Labeled outline entries:
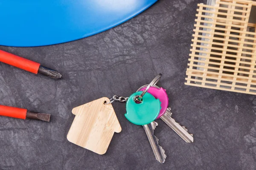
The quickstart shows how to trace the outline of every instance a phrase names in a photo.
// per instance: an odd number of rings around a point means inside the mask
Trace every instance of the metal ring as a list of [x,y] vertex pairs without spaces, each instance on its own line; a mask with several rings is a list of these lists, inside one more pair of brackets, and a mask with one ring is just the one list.
[[[147,87],[148,85],[145,85],[143,86],[141,86],[141,87],[139,88],[139,89],[138,90],[137,90],[137,91],[136,91],[136,92],[137,92],[138,91],[140,91],[140,89],[143,88],[145,88],[146,87]],[[154,88],[160,88],[159,87],[157,86],[156,85],[153,85],[151,86],[151,87],[154,87]]]
[[152,82],[149,83],[148,85],[147,86],[147,88],[146,90],[143,91],[142,93],[140,95],[139,97],[137,98],[135,100],[138,100],[139,101],[141,101],[141,99],[142,99],[142,97],[148,91],[149,88],[153,85],[155,85],[157,82],[160,80],[161,77],[162,76],[162,74],[160,73],[159,74],[157,75],[152,80]]
[[[112,103],[113,103],[113,102],[114,102],[114,101],[115,100],[115,100],[114,99],[113,99],[113,98],[111,98],[111,99],[110,99],[110,100],[110,100],[110,102],[105,102],[105,103],[104,103],[104,105],[108,105],[108,104]],[[105,102],[106,102],[106,101],[105,101]]]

**To do:** Arrange the lines from the start of the records through the line holding "Trace every instance", inclusive, as a Markdown table with the columns Row and Line, omitting blank lines. Leave the pictures out of the table.

**Result:**
| Row | Line |
|---|---|
| 1 | The quickstart shows how to trace the outline of every instance a phrase names in a photo. |
| 2 | // per instance: an odd number of rings around a point means inside the mask |
| 3 | Trace every instance of the metal ring as a list of [x,y] vertex pairs without spaces, each instance on its own line; a mask with several rings is a list of these lists, inside one more pair of brackets, and a mask with one ring is just the one list. |